◆ Problem description
Print the data below line for line, changing nothing.

——

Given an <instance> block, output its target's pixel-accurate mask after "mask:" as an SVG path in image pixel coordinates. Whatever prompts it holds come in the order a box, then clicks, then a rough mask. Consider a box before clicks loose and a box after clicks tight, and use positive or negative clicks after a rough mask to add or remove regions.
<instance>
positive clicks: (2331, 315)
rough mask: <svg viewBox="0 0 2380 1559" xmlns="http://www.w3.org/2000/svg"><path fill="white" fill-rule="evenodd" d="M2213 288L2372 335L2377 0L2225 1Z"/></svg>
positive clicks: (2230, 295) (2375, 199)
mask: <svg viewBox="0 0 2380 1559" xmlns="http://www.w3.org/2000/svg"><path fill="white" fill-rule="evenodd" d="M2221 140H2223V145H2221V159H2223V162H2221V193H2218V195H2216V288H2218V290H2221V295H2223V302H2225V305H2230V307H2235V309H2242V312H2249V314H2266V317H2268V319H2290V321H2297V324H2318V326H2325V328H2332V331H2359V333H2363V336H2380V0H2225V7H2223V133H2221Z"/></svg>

——

◆ Finished exercise
Given an <instance> block, output its target's pixel-accurate mask after "mask:" as an SVG path in image pixel coordinates. Whatever prompts it holds come in the order a box, then clicks, then a rough mask. Consider a box before clicks loose and a box after clicks tight, and use positive or negative clicks after a rough mask to add or remove regions.
<instance>
positive clicks: (2331, 315)
rough mask: <svg viewBox="0 0 2380 1559" xmlns="http://www.w3.org/2000/svg"><path fill="white" fill-rule="evenodd" d="M2213 288L2372 335L2377 0L2225 1Z"/></svg>
positive clicks: (2230, 295) (2375, 199)
mask: <svg viewBox="0 0 2380 1559" xmlns="http://www.w3.org/2000/svg"><path fill="white" fill-rule="evenodd" d="M2221 140H2223V145H2221V159H2223V162H2221V193H2218V195H2216V288H2218V290H2221V295H2223V302H2225V305H2230V307H2235V309H2242V312H2249V314H2266V317H2268V319H2290V321H2297V324H2318V326H2325V328H2332V331H2359V333H2363V336H2380V0H2225V7H2223V133H2221Z"/></svg>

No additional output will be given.